:: RECORDS FOR THIS EXERCISE ::
>>>>

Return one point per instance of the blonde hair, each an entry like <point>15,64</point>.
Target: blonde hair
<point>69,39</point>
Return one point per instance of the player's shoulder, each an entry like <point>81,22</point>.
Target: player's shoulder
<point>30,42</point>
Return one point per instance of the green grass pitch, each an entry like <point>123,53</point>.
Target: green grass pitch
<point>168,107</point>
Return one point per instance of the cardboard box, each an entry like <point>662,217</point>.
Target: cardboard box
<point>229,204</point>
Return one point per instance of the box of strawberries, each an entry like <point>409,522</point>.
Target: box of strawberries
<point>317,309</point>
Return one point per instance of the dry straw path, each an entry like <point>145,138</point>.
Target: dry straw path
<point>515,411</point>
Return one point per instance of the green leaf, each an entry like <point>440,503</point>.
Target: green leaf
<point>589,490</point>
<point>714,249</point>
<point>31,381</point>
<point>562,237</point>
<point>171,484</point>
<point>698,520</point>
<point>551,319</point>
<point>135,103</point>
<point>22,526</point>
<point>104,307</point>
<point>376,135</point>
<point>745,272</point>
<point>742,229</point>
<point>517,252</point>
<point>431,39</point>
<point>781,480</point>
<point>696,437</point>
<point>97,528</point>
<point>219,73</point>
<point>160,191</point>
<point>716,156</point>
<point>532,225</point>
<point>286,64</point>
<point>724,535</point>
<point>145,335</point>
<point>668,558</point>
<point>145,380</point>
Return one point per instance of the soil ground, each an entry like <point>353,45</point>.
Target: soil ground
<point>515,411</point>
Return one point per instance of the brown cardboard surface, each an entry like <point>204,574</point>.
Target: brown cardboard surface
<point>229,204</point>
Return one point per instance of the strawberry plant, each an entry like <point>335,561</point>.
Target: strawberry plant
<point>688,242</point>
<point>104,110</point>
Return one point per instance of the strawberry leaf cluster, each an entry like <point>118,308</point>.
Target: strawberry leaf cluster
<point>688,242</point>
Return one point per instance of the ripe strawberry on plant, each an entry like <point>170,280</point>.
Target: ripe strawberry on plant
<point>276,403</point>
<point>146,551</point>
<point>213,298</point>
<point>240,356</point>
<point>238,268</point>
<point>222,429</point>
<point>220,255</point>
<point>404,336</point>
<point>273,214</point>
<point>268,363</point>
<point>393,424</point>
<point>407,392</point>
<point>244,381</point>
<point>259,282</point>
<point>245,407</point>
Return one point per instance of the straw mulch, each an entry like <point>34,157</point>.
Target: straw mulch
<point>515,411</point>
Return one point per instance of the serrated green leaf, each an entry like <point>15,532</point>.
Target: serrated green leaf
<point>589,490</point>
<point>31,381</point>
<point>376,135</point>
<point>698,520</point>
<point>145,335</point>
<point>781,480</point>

<<<<

:: EXERCISE ::
Output every one of the rows above as a two-column CSV with the headers text and points, one CSV line per row. Put each row's wording in the first quoted field and its answer in the second, and replace any line breaks with spaces.

:: WRITTEN SOLUTION ::
text,points
"Return one point per instance of the blonde hair, each an entry like <point>15,64</point>. Target: blonde hair","<point>69,39</point>"
"Return one point per instance of the player's shoulder, each an entry like <point>81,22</point>. Target: player's shoulder","<point>30,42</point>"
"Return one point per instance of the green grass pitch, each an entry like <point>123,53</point>. Target: green grass pitch","<point>168,107</point>"
"Return one point per instance of the cardboard box, each an entry like <point>662,217</point>. Target: cardboard box","<point>229,204</point>"
"Return one point per instance of the box of strawberries, each an entry like <point>409,522</point>. Target: box of strawberries","<point>317,309</point>"
"Return one point per instance of the dry straw path, each an entry like <point>145,138</point>. Target: dry straw path","<point>515,411</point>"
"Return one point per instance of the green leaf, each an entry like <point>440,503</point>. Target: green leaf","<point>589,490</point> <point>714,249</point> <point>31,381</point> <point>562,237</point> <point>171,484</point> <point>698,520</point> <point>551,319</point> <point>135,103</point> <point>22,526</point> <point>104,307</point> <point>376,135</point> <point>745,272</point> <point>742,229</point> <point>517,252</point> <point>431,39</point> <point>781,480</point> <point>696,437</point> <point>97,528</point> <point>219,73</point> <point>160,191</point> <point>716,156</point> <point>532,225</point> <point>286,64</point> <point>724,535</point> <point>145,335</point> <point>668,558</point> <point>145,380</point>"
"Return one point per instance of the soil ground, each an entry like <point>353,45</point>. Target: soil ground","<point>515,411</point>"
"Return one point per instance of the brown cardboard surface, each an entry like <point>204,574</point>. Target: brown cardboard surface","<point>229,204</point>"
"Return one point per instance of the strawberry plant, each an entry like <point>335,561</point>. Target: strawberry plant","<point>688,242</point> <point>104,110</point>"
"Return one point per instance of the strawberry leaf cluster, each an entry like <point>118,308</point>. Target: strawberry leaf cluster","<point>688,242</point>"
"Return one point per instance of the ripe strawberry on plant, each an entry like <point>170,280</point>. Target: ripe strawberry on plant","<point>276,403</point> <point>146,551</point> <point>213,298</point> <point>240,356</point> <point>238,268</point> <point>222,429</point> <point>220,255</point> <point>404,336</point> <point>273,214</point> <point>268,363</point> <point>393,424</point> <point>407,392</point> <point>244,381</point> <point>259,282</point> <point>245,407</point>"
"Return one point per instance of the straw mulch, each an entry like <point>34,157</point>. Target: straw mulch","<point>515,411</point>"
"Return one point per instance of the serrated green leaf, each an entry like <point>15,532</point>. Target: serrated green leaf","<point>589,490</point> <point>31,381</point> <point>376,135</point> <point>698,520</point> <point>145,335</point> <point>781,480</point>"